## [Page extract]
26 Mar 2004
High-power infrared or visible light from a VCSEL-type architecture is what US-based firm Novalux says its product offers. The company's president and CEO Jeff Cannon tells Siân Harris how NECSELs offer an attractive alternative to conventional laser technology.
From Opto & Laser Europe April 2004
"Many VCSEL manufacturers ended up with a single product specifically designed for this one market, and when this market declined dramatically they did not have an adaptable product platform to address other non-telecoms opportunities," commented Jeff Cannon, president and chief executive officer of California-based Novalux. He speaks from experience - his company avoided disaster by swiftly adapting its platform to deliver visible wavelengths and tackle different markets.
Novalux was able to make this shift because its founder and chief technology officer Aram Mooradian , a former professor at Massachusetts Institute of Technology, had developed some ingenious techniques to extend the performance of standard VCSELs. The resulting technology, known as a Novalux extended-cavity surface-emitting laser (NECSEL), is now starting to offer a real alternative to diode-pumped solid-state lasers and gas lasers in many applications.

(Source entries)
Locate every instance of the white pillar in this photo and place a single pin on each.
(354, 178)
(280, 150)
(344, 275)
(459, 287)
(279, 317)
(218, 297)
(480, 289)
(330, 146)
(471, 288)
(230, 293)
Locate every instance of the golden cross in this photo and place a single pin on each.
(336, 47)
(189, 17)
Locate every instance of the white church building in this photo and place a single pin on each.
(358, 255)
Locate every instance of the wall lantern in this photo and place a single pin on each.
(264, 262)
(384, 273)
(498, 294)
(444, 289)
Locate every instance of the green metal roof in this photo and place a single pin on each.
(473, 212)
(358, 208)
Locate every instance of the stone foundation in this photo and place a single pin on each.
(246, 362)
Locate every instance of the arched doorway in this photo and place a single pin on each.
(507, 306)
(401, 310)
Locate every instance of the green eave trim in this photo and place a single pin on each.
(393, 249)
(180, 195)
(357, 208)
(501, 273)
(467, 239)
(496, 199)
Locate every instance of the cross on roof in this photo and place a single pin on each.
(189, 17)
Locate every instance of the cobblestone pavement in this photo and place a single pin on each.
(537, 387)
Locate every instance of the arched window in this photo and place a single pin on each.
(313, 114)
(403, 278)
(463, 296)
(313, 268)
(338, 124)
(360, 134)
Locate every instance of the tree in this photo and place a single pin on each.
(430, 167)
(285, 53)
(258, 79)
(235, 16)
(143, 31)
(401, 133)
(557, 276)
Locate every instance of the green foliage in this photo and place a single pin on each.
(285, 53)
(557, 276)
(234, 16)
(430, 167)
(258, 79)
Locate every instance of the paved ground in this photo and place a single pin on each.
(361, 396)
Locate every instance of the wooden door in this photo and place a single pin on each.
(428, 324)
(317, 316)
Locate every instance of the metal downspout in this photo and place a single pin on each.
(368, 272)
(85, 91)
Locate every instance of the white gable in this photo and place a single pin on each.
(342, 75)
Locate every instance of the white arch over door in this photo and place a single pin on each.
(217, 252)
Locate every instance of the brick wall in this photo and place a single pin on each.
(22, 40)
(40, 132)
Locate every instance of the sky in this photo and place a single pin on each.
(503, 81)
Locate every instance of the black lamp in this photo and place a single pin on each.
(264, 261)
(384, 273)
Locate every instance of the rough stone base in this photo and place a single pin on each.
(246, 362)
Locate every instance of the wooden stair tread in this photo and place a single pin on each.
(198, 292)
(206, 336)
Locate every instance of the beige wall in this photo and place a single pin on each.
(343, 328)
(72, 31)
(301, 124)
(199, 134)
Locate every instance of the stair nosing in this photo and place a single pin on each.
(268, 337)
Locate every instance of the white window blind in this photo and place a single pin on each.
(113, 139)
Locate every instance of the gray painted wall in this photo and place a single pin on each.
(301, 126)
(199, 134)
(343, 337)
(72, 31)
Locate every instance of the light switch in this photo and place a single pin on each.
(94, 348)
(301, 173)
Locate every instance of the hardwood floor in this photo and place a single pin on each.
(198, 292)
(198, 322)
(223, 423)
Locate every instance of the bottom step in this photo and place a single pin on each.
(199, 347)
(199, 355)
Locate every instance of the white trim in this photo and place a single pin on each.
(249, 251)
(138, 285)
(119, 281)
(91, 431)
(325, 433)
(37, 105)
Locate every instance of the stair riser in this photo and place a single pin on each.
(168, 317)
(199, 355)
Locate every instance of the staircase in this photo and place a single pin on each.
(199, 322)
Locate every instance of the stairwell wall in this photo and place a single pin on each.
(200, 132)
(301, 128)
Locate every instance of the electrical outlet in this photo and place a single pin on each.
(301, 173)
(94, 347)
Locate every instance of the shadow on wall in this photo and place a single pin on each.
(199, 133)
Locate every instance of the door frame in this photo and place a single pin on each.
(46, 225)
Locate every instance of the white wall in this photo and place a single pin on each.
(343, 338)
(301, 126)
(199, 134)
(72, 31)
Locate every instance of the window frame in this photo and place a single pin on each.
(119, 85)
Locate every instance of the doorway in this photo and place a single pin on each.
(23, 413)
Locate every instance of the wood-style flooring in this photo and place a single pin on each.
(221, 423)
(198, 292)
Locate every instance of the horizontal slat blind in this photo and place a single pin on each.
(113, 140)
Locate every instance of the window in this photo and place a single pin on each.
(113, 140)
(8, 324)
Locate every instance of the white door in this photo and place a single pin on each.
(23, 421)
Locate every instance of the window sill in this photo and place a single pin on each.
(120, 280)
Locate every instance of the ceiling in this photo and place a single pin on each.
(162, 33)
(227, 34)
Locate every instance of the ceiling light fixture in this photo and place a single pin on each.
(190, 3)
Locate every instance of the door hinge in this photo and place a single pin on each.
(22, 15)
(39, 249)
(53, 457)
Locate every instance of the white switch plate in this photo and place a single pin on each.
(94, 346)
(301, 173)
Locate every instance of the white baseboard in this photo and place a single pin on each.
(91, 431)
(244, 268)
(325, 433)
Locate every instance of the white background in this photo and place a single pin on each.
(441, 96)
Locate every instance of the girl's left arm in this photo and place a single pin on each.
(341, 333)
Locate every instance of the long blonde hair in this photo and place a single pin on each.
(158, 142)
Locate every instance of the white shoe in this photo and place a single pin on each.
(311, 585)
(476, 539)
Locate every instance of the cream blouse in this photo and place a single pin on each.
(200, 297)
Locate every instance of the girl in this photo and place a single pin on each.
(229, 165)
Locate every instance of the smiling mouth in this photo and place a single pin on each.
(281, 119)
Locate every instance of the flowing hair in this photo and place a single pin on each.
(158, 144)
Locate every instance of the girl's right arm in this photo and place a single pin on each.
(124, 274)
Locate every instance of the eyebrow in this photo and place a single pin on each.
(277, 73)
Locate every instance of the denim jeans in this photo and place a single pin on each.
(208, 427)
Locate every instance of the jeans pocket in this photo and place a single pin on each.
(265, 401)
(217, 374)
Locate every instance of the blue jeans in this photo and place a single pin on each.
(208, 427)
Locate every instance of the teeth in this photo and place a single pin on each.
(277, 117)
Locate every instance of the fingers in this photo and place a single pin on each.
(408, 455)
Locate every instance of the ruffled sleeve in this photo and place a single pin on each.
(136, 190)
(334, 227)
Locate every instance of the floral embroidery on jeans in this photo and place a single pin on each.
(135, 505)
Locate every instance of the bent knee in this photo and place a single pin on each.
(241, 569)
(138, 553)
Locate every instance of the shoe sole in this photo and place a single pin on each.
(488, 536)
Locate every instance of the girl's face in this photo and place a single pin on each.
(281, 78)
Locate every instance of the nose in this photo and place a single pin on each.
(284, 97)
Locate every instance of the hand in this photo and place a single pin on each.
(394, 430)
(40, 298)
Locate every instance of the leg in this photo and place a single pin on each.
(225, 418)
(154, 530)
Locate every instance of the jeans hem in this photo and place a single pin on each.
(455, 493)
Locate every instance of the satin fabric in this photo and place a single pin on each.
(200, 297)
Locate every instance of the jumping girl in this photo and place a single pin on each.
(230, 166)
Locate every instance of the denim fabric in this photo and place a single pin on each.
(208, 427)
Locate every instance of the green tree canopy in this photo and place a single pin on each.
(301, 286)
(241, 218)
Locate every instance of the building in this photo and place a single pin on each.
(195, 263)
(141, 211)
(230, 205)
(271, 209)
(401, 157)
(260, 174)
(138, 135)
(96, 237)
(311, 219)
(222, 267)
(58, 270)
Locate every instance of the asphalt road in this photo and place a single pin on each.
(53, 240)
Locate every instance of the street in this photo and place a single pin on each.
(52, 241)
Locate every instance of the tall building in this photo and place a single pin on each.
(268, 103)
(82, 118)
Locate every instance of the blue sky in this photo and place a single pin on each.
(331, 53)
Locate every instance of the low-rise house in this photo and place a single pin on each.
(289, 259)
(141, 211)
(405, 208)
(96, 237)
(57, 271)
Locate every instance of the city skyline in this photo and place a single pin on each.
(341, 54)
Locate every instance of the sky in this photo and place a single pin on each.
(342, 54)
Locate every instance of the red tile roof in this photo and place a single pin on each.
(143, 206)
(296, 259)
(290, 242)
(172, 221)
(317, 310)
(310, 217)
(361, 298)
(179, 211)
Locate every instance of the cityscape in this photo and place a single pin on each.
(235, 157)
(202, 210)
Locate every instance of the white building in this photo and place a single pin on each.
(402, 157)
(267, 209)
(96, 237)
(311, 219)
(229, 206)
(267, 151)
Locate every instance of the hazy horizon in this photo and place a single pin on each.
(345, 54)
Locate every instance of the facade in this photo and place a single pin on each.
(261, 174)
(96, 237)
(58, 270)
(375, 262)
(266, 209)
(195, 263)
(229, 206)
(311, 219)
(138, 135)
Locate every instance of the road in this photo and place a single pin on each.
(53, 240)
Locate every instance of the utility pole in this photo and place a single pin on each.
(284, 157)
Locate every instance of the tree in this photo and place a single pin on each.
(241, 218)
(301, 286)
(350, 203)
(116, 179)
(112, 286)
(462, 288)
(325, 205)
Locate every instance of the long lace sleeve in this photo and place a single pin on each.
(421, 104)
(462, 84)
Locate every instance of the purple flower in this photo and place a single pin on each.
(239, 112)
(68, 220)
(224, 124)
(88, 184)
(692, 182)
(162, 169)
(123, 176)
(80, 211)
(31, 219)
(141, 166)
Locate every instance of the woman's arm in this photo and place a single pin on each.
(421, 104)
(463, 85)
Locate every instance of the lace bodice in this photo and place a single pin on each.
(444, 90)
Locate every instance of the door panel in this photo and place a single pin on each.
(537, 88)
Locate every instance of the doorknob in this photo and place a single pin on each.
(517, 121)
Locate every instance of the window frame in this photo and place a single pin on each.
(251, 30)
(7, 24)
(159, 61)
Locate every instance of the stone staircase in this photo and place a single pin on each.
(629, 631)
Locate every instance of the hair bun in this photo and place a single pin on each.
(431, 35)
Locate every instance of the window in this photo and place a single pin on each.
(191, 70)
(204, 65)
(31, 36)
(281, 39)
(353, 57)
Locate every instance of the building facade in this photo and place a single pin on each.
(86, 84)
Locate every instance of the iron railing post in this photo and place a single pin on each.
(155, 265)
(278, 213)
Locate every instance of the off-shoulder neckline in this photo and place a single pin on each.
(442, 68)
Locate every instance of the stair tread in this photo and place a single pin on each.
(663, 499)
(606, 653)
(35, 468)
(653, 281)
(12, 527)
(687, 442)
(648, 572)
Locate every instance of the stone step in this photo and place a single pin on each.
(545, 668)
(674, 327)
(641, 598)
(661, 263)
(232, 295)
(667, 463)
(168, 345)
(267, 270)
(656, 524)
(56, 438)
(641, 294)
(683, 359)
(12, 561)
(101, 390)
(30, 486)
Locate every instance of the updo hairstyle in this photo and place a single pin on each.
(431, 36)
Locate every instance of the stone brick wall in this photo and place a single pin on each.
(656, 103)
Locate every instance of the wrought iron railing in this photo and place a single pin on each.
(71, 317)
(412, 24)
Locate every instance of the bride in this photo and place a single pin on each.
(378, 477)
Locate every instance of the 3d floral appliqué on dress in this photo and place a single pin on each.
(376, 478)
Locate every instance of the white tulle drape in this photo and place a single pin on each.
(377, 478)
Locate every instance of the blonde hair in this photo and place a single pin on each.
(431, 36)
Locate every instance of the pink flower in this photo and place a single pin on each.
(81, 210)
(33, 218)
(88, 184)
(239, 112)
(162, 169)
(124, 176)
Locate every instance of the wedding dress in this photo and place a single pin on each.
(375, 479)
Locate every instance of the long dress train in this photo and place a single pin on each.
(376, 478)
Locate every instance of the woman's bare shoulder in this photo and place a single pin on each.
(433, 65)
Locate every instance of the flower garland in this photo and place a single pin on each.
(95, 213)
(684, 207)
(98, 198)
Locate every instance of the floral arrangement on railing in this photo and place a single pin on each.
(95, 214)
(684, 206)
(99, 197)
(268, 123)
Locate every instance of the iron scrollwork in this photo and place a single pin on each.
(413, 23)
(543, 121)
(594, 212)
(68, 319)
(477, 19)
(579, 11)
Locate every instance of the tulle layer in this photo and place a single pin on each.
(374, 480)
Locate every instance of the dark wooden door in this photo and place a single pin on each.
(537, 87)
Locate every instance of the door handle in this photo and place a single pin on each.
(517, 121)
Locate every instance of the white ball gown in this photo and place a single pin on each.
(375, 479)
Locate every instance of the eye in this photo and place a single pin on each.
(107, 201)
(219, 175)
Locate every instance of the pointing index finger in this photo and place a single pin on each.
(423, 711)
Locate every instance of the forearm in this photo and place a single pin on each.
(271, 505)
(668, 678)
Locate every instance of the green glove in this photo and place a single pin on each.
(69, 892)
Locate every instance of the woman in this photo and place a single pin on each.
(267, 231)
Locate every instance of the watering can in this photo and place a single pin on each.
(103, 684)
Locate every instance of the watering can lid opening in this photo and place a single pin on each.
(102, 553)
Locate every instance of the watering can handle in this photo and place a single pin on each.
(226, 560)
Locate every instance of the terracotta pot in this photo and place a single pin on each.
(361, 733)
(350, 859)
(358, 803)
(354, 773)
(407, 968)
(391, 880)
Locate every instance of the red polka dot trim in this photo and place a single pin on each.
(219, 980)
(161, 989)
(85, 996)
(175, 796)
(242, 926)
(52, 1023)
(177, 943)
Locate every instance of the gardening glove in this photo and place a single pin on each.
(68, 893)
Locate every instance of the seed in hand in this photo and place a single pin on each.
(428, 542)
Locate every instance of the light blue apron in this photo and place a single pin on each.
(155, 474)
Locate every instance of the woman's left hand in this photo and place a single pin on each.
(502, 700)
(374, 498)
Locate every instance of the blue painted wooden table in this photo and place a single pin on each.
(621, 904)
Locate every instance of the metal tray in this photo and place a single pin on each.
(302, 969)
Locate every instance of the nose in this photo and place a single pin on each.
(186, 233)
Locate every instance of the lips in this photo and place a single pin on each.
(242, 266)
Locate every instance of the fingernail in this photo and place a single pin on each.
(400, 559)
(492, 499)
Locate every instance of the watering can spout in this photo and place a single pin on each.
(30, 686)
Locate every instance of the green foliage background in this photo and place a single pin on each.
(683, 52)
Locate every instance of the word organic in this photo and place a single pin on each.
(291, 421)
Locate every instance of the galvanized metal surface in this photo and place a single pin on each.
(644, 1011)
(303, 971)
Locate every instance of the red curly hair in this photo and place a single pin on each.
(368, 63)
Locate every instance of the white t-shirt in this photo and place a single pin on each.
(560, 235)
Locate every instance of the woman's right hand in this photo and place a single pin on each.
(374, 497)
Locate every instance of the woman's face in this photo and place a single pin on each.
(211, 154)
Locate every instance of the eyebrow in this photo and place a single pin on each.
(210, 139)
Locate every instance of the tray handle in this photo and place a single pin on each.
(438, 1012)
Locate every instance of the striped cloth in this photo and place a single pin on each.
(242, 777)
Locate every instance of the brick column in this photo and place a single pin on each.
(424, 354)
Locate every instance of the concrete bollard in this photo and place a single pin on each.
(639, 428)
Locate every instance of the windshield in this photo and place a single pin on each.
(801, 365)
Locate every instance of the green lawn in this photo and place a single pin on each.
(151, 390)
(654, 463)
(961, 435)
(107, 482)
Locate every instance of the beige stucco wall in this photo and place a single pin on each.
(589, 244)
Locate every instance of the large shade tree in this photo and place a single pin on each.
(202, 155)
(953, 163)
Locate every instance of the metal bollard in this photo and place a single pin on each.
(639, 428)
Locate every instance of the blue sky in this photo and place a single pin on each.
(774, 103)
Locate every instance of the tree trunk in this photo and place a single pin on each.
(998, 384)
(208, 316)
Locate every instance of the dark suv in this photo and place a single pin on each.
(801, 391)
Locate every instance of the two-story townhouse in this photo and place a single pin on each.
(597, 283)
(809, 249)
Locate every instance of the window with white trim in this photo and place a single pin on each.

## [The problem]
Copy the passage of the Novalux article word for word, starting at "Novalux was able" and ending at "in many applications.". These entries have no connection to the text about Novalux.

## [Finished exercise]
Novalux was able to make this shift because its founder and chief technology officer Aram Mooradian , a former professor at Massachusetts Institute of Technology, had developed some ingenious techniques to extend the performance of standard VCSELs. The resulting technology, known as a Novalux extended-cavity surface-emitting laser (NECSEL), is now starting to offer a real alternative to diode-pumped solid-state lasers and gas lasers in many applications.